Exercises to complete
A) In the text on arriving at Changi Airport, how much does the on-arrival PCR test cost?
B) Continue the text on arriving at Changi Airport, picking up right after its final sentence.

Document section
----------

Arrival Process in Changi
On arrival at Changi Airport, passengers will first clear immigration as per normal. Automated clearance was previously not available, but has been introduced again.
The immigration officer will need to verify:
- Identity card (for LTP or PRs)
- Negative pre-departure PCR test
- Proof of vaccination
- SG Arrival Card
- VTP (short-term visitors and LTP)
- Travel insurance with S$30,000 coverage (short-term visitors only)
- Mobile device with TraceTogether app (short-term visitors only)
Once done, you’ll be given a sticker to wear (which informs the airport staff you’re a VTL traveller), and then sent to baggage claim. Collect your baggage, pass through customs and follow the signage to the swab tent.
This is where you’ll undergo your on-arrival PCR test, which costs S$125 and can be booked in advance via the link below.
After performing the test, you will be required to leave the airport immediately and travel to your declared self-isolation premises via private hire car, taxi or private car. No public transport is permitted.
Your self-isolation period begins from the time you leave the airport till the time you receive the result of the on-arrival PCR test.
Two types of self-isolation accommodation are permissible:
- residential accommodation (i.e. HDB flat, condominium or landed property); or
- non-residential accommodation (i.e. hotel or serviced apartment)
Travellers must isolate alone, or with household members who are vaccinated and have the same travel history, arrival date and self-isolation requirement.
In other words, a family who travelled back from Germany on the VTL could isolate in the same home/hotel room.
If you opt to self-isolate at home and other household members without the same travel history are present, you will need your own enclosed room with an attached toilet. All parties must wear masks, observe hand hygiene and minimise interactions solely to the purpose of facilitating the entry of the traveller into the enclosed room with attached toilet.
For an overview of the arrivals process in Changi, refer to the post below.
Who should hold off on travel for now?
While the VTLs are a Godsend to travel-starved Singaporeans, there will be certain groups who may want to hold off travelling for now.
Apart from those who work for companies/ministries which have implemented soft/hard bans on non-essential travel, anyone who cannot afford to work remotely for 14 days should not travel overseas.

----------

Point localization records
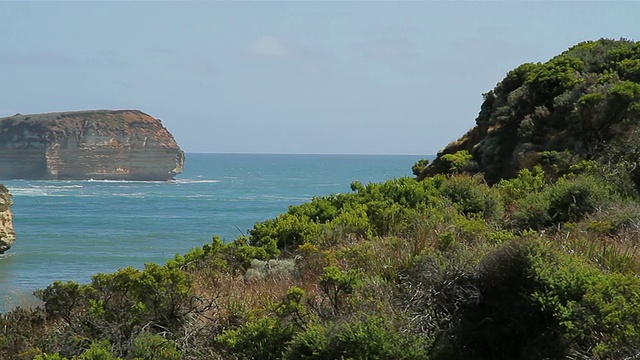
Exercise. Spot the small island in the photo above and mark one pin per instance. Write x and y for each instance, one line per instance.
(83, 145)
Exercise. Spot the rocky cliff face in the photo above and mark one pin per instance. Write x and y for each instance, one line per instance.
(103, 144)
(7, 234)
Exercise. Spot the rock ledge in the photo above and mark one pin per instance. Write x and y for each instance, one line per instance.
(99, 145)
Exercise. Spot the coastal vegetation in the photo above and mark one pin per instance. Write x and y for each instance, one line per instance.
(521, 240)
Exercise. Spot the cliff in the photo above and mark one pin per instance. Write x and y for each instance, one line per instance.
(7, 234)
(583, 104)
(102, 144)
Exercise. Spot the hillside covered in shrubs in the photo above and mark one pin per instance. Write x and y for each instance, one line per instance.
(520, 241)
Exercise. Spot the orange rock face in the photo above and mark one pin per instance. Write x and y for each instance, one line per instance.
(102, 144)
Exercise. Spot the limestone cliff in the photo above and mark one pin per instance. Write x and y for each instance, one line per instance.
(7, 234)
(102, 144)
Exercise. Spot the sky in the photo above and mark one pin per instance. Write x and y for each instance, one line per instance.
(299, 77)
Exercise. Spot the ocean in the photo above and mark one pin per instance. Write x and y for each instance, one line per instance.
(70, 230)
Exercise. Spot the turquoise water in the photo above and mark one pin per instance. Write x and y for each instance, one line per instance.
(70, 230)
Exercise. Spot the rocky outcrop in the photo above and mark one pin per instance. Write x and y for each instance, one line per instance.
(583, 104)
(100, 145)
(7, 234)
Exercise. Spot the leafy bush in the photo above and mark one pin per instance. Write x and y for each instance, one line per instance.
(368, 337)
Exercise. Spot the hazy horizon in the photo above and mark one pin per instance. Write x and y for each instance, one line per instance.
(373, 78)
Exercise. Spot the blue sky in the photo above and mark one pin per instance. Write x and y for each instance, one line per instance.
(288, 77)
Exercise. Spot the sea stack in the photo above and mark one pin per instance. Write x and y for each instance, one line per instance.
(82, 145)
(7, 234)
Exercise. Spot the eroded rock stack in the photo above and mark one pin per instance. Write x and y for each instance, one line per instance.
(100, 145)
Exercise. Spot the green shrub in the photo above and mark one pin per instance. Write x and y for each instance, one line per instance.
(369, 337)
(154, 347)
(571, 199)
(263, 338)
(472, 196)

----------

Written answers
A) S$125

B)
That’s because of the pre-departure test requirement, which has the potential to delay your return for at least 14 days should it come back positive (see above section on Positive Result: Now What?).
If your employer already wasn’t too enthused about you going for a holiday, this is hardly going to help. Likewise, those with children will want to be cautious about scheduling a post-Christmas trip, lest the worst happen and part of the new term gets missed.
VTL: Germany Trip Report
In early September, I was among the first few travellers to experience the VTL, returning from Munich to Singapore on the inaugural flight.
Here’s a full report of the end-to-end process.
Useful Tools & Official Resources
While I’ve endeavored to make this article as accurate as possible, “I read it on a blog” won’t hold much water if push comes to shove.
So do refer to the following official resources as well when planning your trip:
- Checking entry restrictions by country
- Singapore Airlines VTL information
- ICA: VTL Requirements & Process
- ICA: VTL FAQ
- CAAS: VTL travel with children aged 12 and under
The imminent expansion of Singapore’s VTL scheme is great news for those dreaming of year-end travel, and a big step towards a return to normal. Granted, it’s not the same as pre-COVID travel, but neither is it rocket science.
While I welcome questions, keep in mind I’m not the ICA. Nothing I say here has any kind of official weight, and if that’s what you need, you’re best off dropping them a message.